[START OF Provided records]

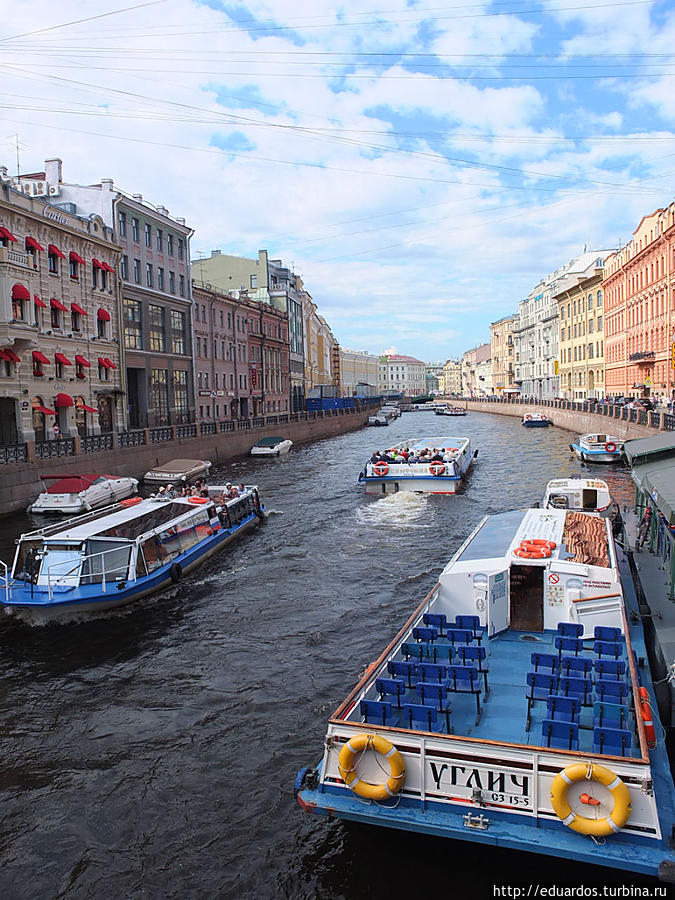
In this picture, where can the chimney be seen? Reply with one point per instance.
(54, 171)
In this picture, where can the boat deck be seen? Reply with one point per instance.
(501, 713)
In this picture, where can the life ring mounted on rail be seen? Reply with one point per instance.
(613, 822)
(348, 762)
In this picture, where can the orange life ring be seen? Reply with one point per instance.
(647, 718)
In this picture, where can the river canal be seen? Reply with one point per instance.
(152, 753)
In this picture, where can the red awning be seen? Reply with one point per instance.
(32, 244)
(20, 292)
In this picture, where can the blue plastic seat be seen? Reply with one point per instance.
(465, 680)
(563, 735)
(418, 713)
(611, 691)
(575, 666)
(608, 649)
(406, 669)
(610, 715)
(607, 633)
(570, 629)
(610, 669)
(475, 656)
(376, 712)
(544, 662)
(391, 687)
(614, 741)
(436, 695)
(569, 645)
(436, 620)
(539, 686)
(563, 709)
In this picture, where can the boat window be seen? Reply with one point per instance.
(106, 561)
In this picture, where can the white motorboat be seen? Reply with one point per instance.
(598, 447)
(271, 446)
(177, 470)
(73, 494)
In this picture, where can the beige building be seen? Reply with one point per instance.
(581, 336)
(501, 353)
(61, 359)
(358, 373)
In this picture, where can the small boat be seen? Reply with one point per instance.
(410, 472)
(598, 447)
(106, 559)
(271, 446)
(514, 707)
(177, 470)
(535, 420)
(73, 494)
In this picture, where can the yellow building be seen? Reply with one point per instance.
(581, 337)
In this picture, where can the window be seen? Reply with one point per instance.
(156, 319)
(177, 331)
(133, 336)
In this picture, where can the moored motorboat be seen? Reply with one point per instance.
(73, 494)
(598, 447)
(176, 470)
(433, 465)
(113, 557)
(535, 420)
(514, 707)
(271, 446)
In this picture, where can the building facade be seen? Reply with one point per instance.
(581, 336)
(639, 288)
(61, 360)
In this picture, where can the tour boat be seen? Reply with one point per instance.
(514, 708)
(74, 494)
(177, 470)
(598, 447)
(536, 420)
(272, 446)
(428, 476)
(109, 558)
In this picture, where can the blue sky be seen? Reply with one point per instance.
(421, 166)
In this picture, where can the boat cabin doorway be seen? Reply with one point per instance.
(527, 598)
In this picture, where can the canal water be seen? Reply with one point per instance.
(152, 753)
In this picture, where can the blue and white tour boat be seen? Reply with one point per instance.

[END OF Provided records]

→ Set problem:
Each line of the material must be retyped exactly, except that images are omitted.

→ Solution to this problem:
In this picture, where can the chimney be seen? Reply with one point per instance.
(54, 171)
In this picture, where can the boat deck be seen? Reply with one point per instance.
(501, 713)
In this picture, where can the life ring mounted on rail be seen? Reply with one point per instance.
(613, 822)
(348, 762)
In this picture, where can the orange life ring be seen? Reply with one point per instance.
(647, 718)
In this picture, where can the river canal be seen? Reply with one point per instance.
(152, 753)
In this picture, where can the red awning be seen? Reply with one point per instance.
(32, 244)
(20, 292)
In this picture, where can the blue plastic seat be seen? Reply with one point per instance.
(465, 680)
(563, 735)
(418, 713)
(611, 691)
(575, 666)
(608, 649)
(406, 669)
(610, 715)
(607, 633)
(570, 629)
(610, 669)
(475, 656)
(376, 712)
(544, 662)
(391, 687)
(614, 741)
(436, 695)
(569, 645)
(436, 620)
(539, 686)
(563, 709)
In this picture, where can the boat window be seen? Reply with one point per instance.
(106, 561)
In this picture, where can the white motorboat be seen? Reply with one point per instance.
(598, 447)
(271, 446)
(177, 470)
(73, 494)
In this picture, where can the beige building be seen? Reply with one point per instance.
(581, 336)
(501, 353)
(61, 359)
(358, 373)
In this picture, where can the small boat be seen? Reply with one point per instance.
(410, 472)
(598, 447)
(106, 559)
(271, 446)
(514, 707)
(177, 470)
(535, 420)
(73, 494)
In this picture, where can the yellow building be seen? Reply with one point per instance.
(581, 337)
In this picture, where can the window be seen? Reply with one point per instance.
(156, 319)
(177, 331)
(133, 336)
In this picture, where can the moored motorboat be seen? Reply with one point per instance.
(73, 494)
(598, 447)
(176, 470)
(433, 465)
(113, 557)
(535, 420)
(514, 707)
(271, 446)
In this picture, where can the building facade be seen? Reply with one point per instance.
(581, 336)
(639, 288)
(61, 360)
In this picture, where can the tour boat be seen? Reply with one point per instance.
(514, 708)
(74, 494)
(177, 470)
(598, 447)
(536, 420)
(272, 446)
(428, 476)
(109, 558)
In this picture, where can the blue sky be seen? Reply with one point per instance.
(421, 166)
In this picture, where can the boat cabin doorway be seen? Reply with one point per instance.
(527, 598)
In this picture, where can the canal water be seen? Reply with one point per instance.
(152, 753)
In this picture, where can the blue and white tour boat be seen? Reply with one point per instance.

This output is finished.